Given task: Reproduce the rows from their beginning through the line containing "left=305, top=20, right=451, bottom=235", substituting "Sample query" for "Example query" and leaving everything else unchanged. Omit the pictures from your answer.

Record extracts:

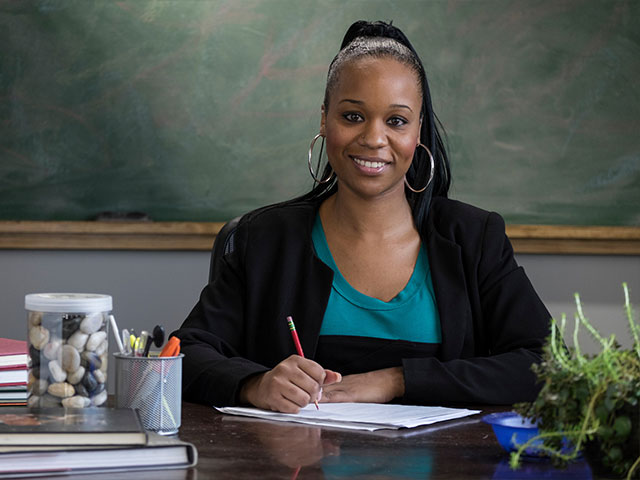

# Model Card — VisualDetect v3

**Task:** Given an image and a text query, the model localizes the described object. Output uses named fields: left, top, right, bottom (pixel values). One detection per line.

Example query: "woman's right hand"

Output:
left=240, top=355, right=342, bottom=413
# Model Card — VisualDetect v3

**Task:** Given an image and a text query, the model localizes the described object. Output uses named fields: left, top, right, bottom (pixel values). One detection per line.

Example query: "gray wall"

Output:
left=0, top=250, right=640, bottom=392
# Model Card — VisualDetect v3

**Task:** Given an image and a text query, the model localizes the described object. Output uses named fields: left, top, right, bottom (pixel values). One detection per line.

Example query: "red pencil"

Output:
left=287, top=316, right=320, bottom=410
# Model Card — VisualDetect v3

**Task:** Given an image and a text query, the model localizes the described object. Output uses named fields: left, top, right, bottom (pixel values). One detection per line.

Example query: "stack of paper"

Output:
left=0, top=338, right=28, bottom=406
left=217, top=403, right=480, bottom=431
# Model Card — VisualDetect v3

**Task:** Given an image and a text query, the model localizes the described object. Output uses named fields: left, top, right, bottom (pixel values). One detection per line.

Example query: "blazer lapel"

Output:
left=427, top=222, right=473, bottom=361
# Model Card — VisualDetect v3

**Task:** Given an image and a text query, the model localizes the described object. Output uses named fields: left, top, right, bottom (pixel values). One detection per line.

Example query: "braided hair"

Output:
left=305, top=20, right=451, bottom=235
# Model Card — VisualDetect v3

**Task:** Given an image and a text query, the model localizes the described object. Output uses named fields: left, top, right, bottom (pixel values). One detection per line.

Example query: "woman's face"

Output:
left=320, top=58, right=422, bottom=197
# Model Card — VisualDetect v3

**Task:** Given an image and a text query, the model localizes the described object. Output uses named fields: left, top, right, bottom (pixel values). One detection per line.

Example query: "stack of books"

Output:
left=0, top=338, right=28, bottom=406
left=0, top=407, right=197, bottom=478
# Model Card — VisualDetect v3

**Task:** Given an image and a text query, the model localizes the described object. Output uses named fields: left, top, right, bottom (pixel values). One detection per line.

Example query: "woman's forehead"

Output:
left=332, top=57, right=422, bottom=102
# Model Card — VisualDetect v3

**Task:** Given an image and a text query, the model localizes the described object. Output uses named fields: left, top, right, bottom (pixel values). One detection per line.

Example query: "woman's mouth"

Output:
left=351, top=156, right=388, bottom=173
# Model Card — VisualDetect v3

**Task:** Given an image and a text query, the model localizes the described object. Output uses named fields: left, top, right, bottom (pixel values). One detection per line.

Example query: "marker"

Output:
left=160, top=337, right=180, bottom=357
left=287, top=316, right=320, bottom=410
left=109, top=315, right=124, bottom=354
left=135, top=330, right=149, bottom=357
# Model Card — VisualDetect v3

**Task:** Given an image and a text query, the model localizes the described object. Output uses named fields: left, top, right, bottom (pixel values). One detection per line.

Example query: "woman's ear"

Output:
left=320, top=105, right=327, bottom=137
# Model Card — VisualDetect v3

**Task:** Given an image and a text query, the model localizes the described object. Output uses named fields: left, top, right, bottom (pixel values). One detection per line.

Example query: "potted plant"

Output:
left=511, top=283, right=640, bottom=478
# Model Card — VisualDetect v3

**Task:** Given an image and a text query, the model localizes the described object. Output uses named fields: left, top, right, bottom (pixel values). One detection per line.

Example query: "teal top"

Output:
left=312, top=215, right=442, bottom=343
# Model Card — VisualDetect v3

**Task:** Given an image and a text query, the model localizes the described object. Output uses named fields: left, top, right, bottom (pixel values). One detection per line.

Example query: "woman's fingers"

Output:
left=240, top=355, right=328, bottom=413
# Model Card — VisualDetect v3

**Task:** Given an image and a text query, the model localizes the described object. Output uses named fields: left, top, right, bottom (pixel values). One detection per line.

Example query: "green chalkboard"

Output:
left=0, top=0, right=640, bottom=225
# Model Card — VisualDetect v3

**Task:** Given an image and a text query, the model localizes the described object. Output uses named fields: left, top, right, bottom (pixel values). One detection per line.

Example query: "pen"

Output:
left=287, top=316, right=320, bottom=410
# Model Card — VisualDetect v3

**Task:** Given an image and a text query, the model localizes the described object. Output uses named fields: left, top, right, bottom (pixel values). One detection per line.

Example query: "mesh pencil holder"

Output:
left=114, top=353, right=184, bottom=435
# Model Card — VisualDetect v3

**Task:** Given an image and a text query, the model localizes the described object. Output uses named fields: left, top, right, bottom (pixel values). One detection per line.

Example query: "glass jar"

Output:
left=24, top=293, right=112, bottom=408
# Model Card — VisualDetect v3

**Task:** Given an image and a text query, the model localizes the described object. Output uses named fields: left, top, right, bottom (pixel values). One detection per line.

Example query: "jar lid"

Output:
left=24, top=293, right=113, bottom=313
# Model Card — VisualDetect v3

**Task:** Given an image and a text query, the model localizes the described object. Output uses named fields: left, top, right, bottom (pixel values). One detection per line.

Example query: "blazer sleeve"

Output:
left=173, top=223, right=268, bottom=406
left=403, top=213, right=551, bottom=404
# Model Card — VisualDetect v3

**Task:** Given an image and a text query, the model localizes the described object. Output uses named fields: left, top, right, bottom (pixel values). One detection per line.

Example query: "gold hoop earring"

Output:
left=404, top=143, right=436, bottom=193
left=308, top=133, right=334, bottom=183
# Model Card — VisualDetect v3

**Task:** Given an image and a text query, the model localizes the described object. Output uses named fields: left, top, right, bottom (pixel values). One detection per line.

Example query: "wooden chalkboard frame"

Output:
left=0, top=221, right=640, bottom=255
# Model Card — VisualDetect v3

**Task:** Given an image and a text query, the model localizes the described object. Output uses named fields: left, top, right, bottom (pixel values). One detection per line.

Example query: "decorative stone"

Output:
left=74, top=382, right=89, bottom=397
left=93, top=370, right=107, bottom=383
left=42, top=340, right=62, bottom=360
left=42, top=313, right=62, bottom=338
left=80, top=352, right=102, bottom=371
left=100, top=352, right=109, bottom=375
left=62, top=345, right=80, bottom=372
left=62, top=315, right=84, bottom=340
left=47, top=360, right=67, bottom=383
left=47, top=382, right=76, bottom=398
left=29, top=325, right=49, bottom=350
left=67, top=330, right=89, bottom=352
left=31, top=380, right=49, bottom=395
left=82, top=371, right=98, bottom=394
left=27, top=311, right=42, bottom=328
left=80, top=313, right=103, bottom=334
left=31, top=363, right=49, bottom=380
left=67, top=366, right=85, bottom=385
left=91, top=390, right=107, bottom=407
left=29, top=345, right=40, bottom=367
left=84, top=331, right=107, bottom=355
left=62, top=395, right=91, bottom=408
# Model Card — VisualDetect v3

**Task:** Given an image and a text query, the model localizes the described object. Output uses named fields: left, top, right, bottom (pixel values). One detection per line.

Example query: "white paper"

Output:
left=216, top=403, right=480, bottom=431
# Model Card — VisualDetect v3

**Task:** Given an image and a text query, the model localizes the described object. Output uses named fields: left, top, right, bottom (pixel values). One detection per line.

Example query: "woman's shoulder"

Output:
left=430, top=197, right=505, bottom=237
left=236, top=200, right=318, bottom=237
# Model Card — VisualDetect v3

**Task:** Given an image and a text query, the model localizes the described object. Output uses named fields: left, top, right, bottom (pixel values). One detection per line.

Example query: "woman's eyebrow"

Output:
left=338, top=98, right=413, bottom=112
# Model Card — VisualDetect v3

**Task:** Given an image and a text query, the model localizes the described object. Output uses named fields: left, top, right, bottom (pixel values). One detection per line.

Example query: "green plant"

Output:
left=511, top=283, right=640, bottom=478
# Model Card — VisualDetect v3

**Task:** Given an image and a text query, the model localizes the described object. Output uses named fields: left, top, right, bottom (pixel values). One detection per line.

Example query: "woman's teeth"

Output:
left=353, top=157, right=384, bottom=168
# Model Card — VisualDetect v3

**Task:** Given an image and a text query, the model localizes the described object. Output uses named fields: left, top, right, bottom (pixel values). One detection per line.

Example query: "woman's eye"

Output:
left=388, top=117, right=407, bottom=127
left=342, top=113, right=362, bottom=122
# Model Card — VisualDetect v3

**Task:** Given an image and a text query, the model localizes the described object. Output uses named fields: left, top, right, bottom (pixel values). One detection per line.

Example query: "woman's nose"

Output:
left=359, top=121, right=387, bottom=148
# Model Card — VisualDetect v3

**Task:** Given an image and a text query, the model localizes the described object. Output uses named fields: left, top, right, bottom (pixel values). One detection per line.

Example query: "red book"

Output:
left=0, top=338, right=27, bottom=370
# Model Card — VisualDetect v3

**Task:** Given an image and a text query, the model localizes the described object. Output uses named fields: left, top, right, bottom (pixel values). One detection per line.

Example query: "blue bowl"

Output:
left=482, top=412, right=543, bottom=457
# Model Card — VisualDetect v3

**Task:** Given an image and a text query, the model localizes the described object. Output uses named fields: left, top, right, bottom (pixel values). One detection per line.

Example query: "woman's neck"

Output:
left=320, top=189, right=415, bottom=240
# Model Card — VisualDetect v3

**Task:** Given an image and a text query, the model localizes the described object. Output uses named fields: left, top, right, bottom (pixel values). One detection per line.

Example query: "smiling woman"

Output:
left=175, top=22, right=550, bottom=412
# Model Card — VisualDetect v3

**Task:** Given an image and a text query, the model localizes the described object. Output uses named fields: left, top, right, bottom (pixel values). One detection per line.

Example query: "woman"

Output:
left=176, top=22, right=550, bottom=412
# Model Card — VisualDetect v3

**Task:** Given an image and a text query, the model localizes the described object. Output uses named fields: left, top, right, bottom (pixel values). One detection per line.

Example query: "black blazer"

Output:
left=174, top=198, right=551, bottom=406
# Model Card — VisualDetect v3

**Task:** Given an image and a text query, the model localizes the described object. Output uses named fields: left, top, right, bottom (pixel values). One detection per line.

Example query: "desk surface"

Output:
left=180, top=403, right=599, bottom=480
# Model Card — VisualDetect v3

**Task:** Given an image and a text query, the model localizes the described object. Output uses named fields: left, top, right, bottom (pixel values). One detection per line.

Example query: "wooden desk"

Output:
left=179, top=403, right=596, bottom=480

Answer:
# Model Card — VisualDetect v3

**Task:** Given an image and a text query, the model localizes the described object. Output uses named fields: left, top, right, bottom (pixel values). One detection per line.

Sample query: "woman's right hand"

Output:
left=240, top=355, right=342, bottom=413
# Model Card — VisualDetect v3

**Task:** Given an image and a text query, the model localizes the described object. Output uses named fields: left, top, right, bottom (pixel values). One detection per line.

Sample query: "gray wall"

Output:
left=0, top=250, right=640, bottom=392
# Model Card — VisualDetect v3

**Task:** Given an image and a text query, the model localizes the described object. Output uses named fields: left, top, right, bottom (pixel values). One detection per line.

Sample query: "red pencil"

Output:
left=287, top=316, right=320, bottom=410
# Model Card — VisualDetect v3

**Task:** Given an image and a text query, the model localizes the described object. Output uses named fields: left, top, right, bottom (pixel values). One detection per line.

Sample query: "stack of paper"

Output:
left=0, top=338, right=28, bottom=406
left=217, top=403, right=480, bottom=431
# Model Card — VisualDetect v3

**Task:** Given an image and a text query, the model localizes the described object. Output uses named fields: left, top, right, bottom (pixel values). One detection per line.

Sample query: "blazer lapel"

Output:
left=427, top=222, right=473, bottom=361
# Model Card — VisualDetect v3

**Task:** Given an image and a text query, the model localizes the described object. Output uses named fields: left, top, right, bottom (pixel values). One detection per line.

Sample query: "braided hair"

Output:
left=305, top=20, right=451, bottom=235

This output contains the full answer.